Task to carry out – Print the lines below word for word, leaving out the pictures.
START Supplied material
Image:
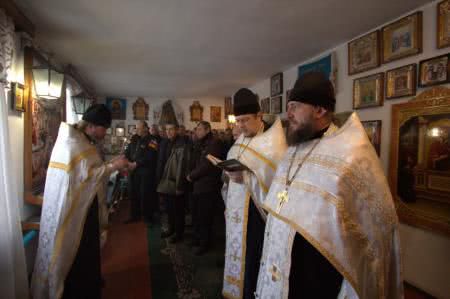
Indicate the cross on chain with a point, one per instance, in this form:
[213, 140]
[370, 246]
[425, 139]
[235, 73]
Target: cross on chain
END Supplied material
Output for this exercise –
Image:
Indicate the cross on chain with a point, one per instance, in this form:
[213, 140]
[370, 246]
[425, 139]
[235, 73]
Target: cross on chain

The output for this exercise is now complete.